WHAT YOU SHOULD DO:
Find every line in the entries that holds the string "chair" and report it.

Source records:
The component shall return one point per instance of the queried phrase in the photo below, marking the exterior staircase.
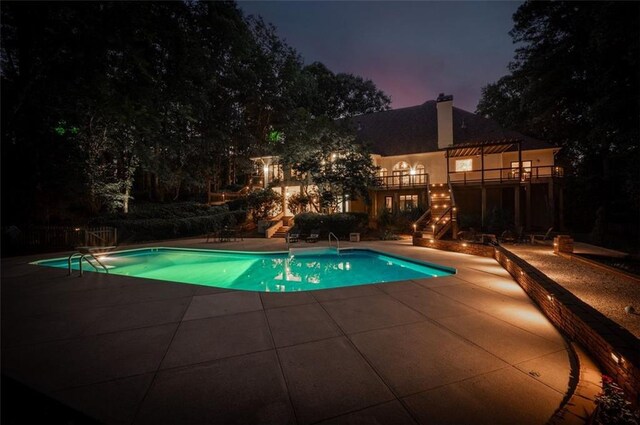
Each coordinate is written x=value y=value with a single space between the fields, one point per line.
x=284 y=229
x=441 y=217
x=281 y=232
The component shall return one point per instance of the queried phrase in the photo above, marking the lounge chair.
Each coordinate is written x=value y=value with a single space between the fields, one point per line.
x=541 y=238
x=314 y=236
x=470 y=236
x=514 y=236
x=293 y=237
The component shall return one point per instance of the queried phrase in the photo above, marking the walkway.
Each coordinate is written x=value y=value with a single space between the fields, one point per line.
x=607 y=292
x=469 y=348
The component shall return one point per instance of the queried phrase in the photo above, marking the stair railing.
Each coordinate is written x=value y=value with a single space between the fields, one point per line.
x=337 y=240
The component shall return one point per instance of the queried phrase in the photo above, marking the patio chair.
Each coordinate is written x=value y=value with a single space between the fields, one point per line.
x=470 y=236
x=314 y=236
x=508 y=236
x=541 y=238
x=293 y=237
x=514 y=236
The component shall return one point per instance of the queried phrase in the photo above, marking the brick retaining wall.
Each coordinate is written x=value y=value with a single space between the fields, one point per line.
x=456 y=246
x=605 y=340
x=614 y=348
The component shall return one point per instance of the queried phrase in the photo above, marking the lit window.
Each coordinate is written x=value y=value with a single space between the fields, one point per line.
x=420 y=174
x=408 y=202
x=388 y=203
x=526 y=166
x=464 y=165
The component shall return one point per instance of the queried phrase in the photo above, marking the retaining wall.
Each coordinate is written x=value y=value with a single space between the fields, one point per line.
x=614 y=348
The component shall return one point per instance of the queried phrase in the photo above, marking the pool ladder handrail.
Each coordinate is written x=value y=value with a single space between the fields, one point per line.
x=337 y=241
x=85 y=256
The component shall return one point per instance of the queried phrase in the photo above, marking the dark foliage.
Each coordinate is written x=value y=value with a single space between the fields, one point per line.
x=341 y=224
x=105 y=104
x=574 y=81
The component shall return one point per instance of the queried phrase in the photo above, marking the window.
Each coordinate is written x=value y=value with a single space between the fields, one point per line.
x=388 y=203
x=408 y=202
x=526 y=166
x=401 y=174
x=401 y=177
x=275 y=172
x=464 y=165
x=420 y=177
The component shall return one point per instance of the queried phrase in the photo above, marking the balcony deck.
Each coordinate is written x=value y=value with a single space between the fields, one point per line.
x=409 y=181
x=510 y=175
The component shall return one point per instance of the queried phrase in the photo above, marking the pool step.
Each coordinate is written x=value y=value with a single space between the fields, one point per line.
x=301 y=252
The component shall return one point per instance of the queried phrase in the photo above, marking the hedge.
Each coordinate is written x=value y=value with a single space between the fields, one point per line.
x=341 y=224
x=144 y=211
x=140 y=230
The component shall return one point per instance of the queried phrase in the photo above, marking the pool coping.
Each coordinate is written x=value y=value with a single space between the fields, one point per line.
x=385 y=253
x=450 y=270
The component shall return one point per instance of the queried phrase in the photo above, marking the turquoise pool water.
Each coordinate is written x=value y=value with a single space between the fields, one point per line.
x=301 y=270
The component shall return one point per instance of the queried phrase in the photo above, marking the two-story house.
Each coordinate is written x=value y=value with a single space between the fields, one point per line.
x=451 y=162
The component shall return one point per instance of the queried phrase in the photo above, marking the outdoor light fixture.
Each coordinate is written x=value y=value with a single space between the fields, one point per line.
x=616 y=358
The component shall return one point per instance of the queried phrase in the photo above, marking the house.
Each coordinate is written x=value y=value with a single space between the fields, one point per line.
x=455 y=165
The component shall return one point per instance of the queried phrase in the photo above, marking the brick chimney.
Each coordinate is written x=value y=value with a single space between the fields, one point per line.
x=444 y=106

THE COMPLETED TASK:
The component shall return one point per instance of the queried phrase in the photo above, marking the lounge chair.
The component shall return one point per instance of the queried phrase in the photo above, marking the patio chair.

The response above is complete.